━━ Отрывок со страницы
Биографы уделили не слишком много внимания формулировкам, впрочем, очень точным и взвешенным, из письма вдовы. А она говорит без обиняков: разрешение на «нормальные» похороны удалось получить лишь ценой «неописуемых баталий» (nach unsäglichen Kämpfen) (R 424) между теми, кто стоял за упрощенный вариант, за похороны на скорую руку, и теми, кто желал подобающей церемонии. Одни надеялись поскорее стереть память о Гегеле, другие, напротив, намеревались защищать и распространять его учение. Последние преуспели, но не без уступок, как видно из процедуры похорон: хотя и разрешенные, они были мелочным образом урезаны в деталях; кому‑то не хотелось, чтобы событие, хотя и согласованное, несмотря на сопротивление в высоких властных сферах, наделало бы слишком много шуму. Но оно приобрело неожиданный размах, смело мелочные препоны, развернулось во всю ширь, привело в замешательство. Как Гегель жил, так он и умер.
Согласно госпоже Гегель, похороны были разрешены как «первое и единственное исключение» (R 424) из правил, введенных в связи с холерой. Борьба за покойника была жестокой. Друзья победили лишь с незначительным перевесом. Враги не оставляли попыток отыграться.
Первой из них — как это было ясно всем, кто был хоть сколько‑нибудь в курсе дела, — была отставка префекта полиции Берлина, которой незамедлительно потребовал король. Фон Арним, выдавший в конце концов разрешение, стал таким образом своеобразной жертвой уже другой эпидемии, с которой не сумел управиться, несмотря на королевские указания[1].
Из уведомления о церемонии было исключено всякое упоминание об эпидемии холеры, поскольку похороны в таком случае оказались бы невозможны. Но ораторы на кладбище, конечно, посвященные не во все тайны, туманно на нее намекали, и это было «проколом» наряду с другими оговорками.
━━━━
━━ Исходные данные
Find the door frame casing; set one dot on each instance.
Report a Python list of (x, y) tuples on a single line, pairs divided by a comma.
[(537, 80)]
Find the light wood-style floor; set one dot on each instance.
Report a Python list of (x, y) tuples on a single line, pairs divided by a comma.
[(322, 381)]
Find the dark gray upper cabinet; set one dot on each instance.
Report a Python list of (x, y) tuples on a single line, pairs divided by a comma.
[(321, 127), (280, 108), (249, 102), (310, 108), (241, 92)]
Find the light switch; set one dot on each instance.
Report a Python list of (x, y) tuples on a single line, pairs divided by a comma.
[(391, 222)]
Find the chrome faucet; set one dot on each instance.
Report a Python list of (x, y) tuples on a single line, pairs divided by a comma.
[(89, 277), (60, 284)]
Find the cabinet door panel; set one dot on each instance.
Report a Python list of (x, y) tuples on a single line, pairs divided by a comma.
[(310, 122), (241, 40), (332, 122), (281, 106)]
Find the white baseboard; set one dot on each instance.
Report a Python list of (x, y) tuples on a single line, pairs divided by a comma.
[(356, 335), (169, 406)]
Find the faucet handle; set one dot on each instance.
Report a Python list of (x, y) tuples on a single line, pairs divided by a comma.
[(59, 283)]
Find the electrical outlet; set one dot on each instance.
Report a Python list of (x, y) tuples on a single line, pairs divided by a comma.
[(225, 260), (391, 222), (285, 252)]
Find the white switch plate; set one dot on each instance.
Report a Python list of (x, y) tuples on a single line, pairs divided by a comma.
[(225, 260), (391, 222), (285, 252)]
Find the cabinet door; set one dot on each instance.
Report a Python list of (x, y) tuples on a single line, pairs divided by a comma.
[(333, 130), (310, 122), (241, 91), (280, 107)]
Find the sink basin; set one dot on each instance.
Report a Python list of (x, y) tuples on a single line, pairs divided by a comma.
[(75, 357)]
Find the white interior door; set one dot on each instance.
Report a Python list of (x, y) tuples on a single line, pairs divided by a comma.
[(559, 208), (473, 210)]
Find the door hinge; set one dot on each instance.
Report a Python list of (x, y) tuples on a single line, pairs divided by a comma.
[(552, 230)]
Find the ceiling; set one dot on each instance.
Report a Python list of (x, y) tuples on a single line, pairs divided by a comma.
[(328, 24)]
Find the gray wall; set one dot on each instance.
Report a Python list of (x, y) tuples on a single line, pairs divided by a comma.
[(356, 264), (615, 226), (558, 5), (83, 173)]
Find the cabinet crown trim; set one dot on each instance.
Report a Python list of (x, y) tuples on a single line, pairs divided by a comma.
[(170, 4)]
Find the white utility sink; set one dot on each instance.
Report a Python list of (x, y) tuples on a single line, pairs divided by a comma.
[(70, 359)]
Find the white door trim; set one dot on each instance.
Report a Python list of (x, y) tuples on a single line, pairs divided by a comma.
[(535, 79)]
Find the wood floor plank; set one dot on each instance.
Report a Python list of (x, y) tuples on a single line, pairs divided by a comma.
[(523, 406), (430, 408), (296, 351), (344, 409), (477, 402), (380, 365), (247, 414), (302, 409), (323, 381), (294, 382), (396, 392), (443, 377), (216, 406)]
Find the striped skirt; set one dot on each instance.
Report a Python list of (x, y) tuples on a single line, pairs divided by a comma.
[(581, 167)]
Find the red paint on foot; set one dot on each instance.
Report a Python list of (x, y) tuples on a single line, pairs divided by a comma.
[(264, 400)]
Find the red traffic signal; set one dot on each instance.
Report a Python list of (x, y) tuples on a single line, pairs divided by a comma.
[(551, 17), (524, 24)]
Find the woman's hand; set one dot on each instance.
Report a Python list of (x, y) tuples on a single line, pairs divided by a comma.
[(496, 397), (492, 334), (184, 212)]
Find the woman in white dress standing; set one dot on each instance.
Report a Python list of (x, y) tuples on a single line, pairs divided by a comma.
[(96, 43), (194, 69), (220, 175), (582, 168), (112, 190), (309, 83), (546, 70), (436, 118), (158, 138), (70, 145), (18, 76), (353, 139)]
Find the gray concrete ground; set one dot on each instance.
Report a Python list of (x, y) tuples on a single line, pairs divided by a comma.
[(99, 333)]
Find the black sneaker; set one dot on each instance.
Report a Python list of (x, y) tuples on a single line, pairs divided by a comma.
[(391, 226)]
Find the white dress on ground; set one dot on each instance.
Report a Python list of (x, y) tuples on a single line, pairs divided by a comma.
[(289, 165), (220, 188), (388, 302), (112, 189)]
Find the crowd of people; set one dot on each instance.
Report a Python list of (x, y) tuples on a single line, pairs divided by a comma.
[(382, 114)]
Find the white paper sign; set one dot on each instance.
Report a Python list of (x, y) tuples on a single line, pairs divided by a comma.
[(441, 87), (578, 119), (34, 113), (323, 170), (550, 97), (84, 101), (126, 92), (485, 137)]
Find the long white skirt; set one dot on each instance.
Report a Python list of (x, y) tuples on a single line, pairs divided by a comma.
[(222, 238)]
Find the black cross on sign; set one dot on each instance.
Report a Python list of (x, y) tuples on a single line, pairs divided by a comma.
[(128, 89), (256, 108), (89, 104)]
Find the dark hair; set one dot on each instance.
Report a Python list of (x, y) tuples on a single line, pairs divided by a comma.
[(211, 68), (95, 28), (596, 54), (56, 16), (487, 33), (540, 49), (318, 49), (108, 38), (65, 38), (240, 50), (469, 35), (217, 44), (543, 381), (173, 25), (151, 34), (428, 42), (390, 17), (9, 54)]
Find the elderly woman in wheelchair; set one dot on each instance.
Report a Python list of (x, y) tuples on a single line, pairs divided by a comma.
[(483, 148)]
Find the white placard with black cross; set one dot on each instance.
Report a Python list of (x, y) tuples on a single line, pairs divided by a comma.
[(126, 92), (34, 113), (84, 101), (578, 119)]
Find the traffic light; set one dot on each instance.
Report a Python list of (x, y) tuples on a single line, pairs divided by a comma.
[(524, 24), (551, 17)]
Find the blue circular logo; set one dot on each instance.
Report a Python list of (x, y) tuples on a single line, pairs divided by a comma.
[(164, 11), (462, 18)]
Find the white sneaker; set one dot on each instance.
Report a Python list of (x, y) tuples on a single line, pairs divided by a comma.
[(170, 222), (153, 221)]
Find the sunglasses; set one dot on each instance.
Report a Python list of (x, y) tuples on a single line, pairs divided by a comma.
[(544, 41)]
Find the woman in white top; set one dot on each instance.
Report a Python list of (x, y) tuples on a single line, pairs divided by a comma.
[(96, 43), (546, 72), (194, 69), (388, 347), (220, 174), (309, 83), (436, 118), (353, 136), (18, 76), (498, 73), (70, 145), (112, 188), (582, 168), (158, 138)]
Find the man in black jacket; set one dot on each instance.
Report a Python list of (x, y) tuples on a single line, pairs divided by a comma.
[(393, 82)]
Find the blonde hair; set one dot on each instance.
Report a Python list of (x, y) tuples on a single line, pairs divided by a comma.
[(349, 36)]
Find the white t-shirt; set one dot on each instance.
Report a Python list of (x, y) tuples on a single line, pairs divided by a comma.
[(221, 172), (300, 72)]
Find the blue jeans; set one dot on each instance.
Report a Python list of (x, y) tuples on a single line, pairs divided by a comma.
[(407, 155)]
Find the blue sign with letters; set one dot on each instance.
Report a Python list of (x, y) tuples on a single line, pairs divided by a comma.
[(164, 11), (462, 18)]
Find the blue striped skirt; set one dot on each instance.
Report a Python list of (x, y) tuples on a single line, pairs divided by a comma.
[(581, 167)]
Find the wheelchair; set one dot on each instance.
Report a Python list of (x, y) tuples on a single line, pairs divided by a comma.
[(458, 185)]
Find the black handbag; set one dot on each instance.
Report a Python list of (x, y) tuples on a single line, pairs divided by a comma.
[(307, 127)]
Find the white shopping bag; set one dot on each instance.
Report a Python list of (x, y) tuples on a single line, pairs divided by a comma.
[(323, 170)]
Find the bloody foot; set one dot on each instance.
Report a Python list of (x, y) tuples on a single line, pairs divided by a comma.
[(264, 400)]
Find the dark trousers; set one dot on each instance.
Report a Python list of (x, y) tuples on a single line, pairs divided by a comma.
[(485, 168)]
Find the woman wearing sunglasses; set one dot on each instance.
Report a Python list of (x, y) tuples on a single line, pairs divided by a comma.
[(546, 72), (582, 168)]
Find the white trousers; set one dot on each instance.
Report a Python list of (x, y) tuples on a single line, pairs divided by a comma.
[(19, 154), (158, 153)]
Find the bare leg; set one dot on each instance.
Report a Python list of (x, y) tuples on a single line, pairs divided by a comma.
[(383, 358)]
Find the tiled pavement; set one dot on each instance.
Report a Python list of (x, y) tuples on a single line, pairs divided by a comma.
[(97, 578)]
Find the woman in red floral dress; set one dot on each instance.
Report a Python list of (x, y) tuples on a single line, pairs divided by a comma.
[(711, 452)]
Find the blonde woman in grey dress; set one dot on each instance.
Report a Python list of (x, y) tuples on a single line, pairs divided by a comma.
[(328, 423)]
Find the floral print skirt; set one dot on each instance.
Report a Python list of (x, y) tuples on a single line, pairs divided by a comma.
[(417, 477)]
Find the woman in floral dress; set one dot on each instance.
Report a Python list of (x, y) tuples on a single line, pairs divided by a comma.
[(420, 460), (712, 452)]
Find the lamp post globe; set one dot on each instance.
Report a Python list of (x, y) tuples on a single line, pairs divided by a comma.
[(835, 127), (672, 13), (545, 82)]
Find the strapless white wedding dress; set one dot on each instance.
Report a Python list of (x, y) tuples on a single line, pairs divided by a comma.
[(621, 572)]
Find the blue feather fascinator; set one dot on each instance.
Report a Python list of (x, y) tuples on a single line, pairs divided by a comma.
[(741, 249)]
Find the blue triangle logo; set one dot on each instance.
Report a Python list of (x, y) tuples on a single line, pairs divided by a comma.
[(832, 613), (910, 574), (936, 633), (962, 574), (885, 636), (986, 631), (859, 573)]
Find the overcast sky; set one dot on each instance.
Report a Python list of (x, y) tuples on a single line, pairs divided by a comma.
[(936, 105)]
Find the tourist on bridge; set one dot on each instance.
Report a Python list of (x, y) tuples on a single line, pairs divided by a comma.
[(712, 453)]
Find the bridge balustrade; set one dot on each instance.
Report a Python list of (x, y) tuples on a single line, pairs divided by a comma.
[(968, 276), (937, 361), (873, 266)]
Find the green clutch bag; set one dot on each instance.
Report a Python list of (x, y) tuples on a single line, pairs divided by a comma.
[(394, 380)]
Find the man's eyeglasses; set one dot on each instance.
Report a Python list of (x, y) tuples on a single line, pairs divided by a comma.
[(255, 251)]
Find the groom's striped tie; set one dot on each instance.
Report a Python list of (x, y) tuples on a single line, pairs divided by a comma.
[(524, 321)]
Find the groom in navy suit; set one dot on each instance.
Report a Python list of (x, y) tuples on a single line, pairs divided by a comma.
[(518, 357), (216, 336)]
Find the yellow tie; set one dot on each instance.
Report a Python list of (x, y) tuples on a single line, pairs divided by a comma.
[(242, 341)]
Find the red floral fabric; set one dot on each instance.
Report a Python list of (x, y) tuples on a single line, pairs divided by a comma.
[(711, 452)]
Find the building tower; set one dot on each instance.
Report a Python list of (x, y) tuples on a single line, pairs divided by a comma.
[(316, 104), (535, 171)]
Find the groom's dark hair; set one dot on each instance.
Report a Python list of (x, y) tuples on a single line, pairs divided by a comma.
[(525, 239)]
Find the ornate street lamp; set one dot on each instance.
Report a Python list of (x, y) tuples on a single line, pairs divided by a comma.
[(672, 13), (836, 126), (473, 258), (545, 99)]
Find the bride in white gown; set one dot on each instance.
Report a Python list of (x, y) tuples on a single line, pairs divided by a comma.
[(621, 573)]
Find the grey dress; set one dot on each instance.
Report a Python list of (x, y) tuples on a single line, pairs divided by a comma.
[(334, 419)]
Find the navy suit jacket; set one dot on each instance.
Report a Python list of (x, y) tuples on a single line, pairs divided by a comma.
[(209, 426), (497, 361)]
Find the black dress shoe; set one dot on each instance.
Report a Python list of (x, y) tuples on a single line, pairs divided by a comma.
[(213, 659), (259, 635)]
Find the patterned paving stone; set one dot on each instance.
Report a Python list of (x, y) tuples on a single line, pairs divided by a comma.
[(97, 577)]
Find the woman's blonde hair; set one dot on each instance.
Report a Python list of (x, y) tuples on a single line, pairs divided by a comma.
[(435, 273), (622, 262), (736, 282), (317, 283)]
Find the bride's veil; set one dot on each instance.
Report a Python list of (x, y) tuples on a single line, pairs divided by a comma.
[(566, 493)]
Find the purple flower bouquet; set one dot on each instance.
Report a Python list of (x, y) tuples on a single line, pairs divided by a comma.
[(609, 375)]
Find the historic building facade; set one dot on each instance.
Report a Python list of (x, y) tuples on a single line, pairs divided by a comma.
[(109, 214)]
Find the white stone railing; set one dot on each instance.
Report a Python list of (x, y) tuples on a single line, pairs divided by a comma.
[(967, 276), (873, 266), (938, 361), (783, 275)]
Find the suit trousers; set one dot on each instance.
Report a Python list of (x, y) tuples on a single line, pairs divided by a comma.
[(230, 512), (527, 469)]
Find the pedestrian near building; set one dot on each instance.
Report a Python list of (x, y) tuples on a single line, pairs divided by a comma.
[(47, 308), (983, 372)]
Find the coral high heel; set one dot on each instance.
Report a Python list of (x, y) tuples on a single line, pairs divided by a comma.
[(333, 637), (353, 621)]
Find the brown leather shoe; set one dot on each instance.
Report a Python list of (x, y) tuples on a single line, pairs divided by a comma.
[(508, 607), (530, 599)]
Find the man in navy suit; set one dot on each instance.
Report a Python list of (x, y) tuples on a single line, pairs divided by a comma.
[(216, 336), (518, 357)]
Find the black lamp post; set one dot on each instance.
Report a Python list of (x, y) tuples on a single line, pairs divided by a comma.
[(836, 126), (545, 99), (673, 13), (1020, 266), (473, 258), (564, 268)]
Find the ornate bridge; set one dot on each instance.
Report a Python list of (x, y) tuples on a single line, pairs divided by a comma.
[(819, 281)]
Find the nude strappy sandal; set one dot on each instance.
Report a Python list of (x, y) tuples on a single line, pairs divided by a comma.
━━━━
Задания:
• 1. Перепишите часть отрывка о похоронах Гегеля от «Из уведомления о» до «с другими оговорками.», заменив «ораторы» на «выступающие».
• 2. Перепишите список с самого начала до строки с «[(333, 130), (310, 122), (241, 91), (280, 107)]» включительно в виде CSV из двух столбцов, «текст» и «ответ», по одной строке на каждый текст с его ответом. Каждое значение поставьте в отдельное поле в кавычках, а переносы строк внутри замените пробелами.

Ответы по заданиям:
• 1.
Из уведомления о церемонии было исключено всякое упоминание об эпидемии холеры, поскольку похороны в таком случае оказались бы невозможны. Но выступающие на кладбище, конечно, посвященные не во все тайны, туманно на нее намекали, и это было «проколом» наряду с другими оговорками.

• 2.
текст,ответ
"Find the door frame casing; set one dot on each instance. Report a Python list of (x, y) tuples on a single line, pairs divided by a comma.","[(537, 80)]"
"Find the light wood-style floor; set one dot on each instance. Report a Python list of (x, y) tuples on a single line, pairs divided by a comma.","[(322, 381)]"
"Find the dark gray upper cabinet; set one dot on each instance. Report a Python list of (x, y) tuples on a single line, pairs divided by a comma.","[(321, 127), (280, 108), (249, 102), (310, 108), (241, 92)]"
"Find the light switch; set one dot on each instance. Report a Python list of (x, y) tuples on a single line, pairs divided by a comma.","[(391, 222)]"
"Find the chrome faucet; set one dot on each instance. Report a Python list of (x, y) tuples on a single line, pairs divided by a comma.","[(89, 277), (60, 284)]"
"Find the cabinet door panel; set one dot on each instance. Report a Python list of (x, y) tuples on a single line, pairs divided by a comma.","[(310, 122), (241, 40), (332, 122), (281, 106)]"
"Find the white baseboard; set one dot on each instance. Report a Python list of (x, y) tuples on a single line, pairs divided by a comma.","[(356, 335), (169, 406)]"
"Find the faucet handle; set one dot on each instance. Report a Python list of (x, y) tuples on a single line, pairs divided by a comma.","[(59, 283)]"
"Find the electrical outlet; set one dot on each instance. Report a Python list of (x, y) tuples on a single line, pairs divided by a comma.","[(225, 260), (391, 222), (285, 252)]"
"Find the white switch plate; set one dot on each instance. Report a Python list of (x, y) tuples on a single line, pairs divided by a comma.","[(225, 260), (391, 222), (285, 252)]"
"Find the cabinet door; set one dot on each instance. Report a Python list of (x, y) tuples on a single line, pairs divided by a comma.","[(333, 130), (310, 122), (241, 91), (280, 107)]"